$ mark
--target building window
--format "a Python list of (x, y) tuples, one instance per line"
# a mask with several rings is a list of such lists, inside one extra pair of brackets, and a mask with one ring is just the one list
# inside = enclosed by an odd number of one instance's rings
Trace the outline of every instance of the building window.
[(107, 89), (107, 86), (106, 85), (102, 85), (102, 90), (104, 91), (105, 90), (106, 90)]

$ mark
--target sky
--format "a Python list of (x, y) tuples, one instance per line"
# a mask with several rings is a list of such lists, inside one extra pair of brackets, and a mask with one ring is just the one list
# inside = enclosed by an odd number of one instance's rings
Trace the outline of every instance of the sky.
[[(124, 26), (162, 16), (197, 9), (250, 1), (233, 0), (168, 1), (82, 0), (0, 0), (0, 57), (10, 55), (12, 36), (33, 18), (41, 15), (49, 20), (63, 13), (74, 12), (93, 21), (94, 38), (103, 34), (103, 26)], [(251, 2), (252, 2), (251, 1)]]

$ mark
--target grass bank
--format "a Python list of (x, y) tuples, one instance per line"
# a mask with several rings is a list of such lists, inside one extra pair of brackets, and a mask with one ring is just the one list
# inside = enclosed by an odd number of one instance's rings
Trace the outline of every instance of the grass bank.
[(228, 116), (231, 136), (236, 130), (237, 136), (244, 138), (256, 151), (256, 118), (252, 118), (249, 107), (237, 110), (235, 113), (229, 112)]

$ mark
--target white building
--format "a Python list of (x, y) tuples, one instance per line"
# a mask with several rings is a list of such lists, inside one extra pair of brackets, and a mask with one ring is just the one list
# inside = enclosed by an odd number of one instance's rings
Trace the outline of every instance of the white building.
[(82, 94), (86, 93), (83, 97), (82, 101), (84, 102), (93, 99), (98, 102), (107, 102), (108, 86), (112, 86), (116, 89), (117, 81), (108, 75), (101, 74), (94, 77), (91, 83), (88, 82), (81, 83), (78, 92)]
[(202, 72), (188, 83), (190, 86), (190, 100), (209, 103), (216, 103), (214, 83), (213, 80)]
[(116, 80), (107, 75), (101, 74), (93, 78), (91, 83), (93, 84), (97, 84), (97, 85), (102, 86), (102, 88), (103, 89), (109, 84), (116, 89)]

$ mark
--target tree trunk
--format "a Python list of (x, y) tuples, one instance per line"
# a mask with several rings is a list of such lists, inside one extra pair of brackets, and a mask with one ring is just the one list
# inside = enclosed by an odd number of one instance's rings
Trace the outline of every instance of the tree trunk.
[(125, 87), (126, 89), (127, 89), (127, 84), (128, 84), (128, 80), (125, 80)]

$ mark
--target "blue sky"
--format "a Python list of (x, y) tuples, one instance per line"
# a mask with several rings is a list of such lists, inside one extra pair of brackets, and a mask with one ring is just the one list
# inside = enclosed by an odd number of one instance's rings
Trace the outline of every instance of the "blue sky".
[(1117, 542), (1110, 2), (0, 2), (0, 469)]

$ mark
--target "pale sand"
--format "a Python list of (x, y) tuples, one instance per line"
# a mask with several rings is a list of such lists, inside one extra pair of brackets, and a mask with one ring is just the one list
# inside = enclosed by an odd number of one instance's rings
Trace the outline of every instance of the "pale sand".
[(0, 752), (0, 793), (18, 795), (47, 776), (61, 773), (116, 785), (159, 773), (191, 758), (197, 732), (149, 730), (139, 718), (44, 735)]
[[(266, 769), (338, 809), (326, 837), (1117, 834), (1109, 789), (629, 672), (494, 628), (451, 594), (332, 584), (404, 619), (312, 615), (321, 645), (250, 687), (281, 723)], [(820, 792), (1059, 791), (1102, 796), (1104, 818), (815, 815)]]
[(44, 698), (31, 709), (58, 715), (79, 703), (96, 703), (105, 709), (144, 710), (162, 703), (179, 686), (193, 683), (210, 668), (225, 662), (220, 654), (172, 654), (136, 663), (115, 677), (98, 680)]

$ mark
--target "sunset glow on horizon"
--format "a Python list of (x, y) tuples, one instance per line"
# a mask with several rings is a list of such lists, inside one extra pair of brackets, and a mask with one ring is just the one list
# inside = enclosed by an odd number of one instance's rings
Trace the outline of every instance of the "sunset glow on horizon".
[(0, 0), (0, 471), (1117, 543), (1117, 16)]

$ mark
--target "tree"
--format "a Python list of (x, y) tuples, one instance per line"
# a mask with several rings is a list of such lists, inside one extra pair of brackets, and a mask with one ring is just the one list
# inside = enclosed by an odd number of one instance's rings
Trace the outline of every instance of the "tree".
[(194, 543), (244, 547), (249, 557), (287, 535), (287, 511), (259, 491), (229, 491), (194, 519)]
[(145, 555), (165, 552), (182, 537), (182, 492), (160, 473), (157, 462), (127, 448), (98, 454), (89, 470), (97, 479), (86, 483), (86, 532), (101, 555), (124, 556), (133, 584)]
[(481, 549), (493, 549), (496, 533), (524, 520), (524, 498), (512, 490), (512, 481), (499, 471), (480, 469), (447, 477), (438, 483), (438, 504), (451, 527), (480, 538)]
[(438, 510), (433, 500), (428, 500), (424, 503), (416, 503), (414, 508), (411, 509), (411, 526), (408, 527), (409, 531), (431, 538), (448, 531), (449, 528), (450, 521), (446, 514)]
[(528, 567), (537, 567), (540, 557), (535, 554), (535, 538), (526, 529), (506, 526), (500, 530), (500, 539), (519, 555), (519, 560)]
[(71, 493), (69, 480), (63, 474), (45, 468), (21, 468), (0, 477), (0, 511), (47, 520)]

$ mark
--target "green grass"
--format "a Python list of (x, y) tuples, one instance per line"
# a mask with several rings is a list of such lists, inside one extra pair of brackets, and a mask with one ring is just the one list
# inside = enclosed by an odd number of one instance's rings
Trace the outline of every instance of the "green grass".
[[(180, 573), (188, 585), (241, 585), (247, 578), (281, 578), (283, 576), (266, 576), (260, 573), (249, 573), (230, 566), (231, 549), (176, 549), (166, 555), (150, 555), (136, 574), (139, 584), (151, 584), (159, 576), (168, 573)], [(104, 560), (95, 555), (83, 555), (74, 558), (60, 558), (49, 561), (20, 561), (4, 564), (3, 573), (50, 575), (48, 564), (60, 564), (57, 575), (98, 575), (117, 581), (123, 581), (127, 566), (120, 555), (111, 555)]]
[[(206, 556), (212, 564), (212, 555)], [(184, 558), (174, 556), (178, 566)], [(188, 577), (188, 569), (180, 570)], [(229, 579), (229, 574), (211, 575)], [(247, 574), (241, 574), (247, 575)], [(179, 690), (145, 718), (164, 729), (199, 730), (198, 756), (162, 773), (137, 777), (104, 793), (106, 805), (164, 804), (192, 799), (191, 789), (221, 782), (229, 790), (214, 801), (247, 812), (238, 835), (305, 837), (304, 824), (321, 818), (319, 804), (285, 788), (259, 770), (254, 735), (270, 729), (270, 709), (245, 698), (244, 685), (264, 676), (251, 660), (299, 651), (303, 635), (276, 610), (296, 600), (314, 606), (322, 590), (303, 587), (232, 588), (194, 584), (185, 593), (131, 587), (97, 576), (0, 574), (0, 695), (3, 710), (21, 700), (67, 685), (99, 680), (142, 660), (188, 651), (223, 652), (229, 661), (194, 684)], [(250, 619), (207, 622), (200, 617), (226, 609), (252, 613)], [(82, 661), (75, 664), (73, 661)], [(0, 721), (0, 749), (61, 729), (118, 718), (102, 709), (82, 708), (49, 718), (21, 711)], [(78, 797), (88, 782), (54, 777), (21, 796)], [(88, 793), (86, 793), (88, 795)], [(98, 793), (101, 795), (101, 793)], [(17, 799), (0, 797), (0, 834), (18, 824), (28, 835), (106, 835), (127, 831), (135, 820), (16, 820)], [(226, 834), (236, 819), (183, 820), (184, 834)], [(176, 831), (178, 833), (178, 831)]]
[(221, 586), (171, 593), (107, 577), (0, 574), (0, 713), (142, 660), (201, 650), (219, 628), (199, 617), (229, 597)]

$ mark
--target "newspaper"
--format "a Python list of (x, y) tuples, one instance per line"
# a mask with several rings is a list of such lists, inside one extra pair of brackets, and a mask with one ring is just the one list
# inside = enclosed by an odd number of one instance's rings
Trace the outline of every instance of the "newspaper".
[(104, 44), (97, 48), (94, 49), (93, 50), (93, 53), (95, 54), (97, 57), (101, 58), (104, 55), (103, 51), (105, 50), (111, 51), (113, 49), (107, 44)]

- [Problem to solve]
Please report each line in the records that contains the word "trunk", copying every such line in full.

- [Result of the task]
--target tree trunk
Trace the outline of every instance of the tree trunk.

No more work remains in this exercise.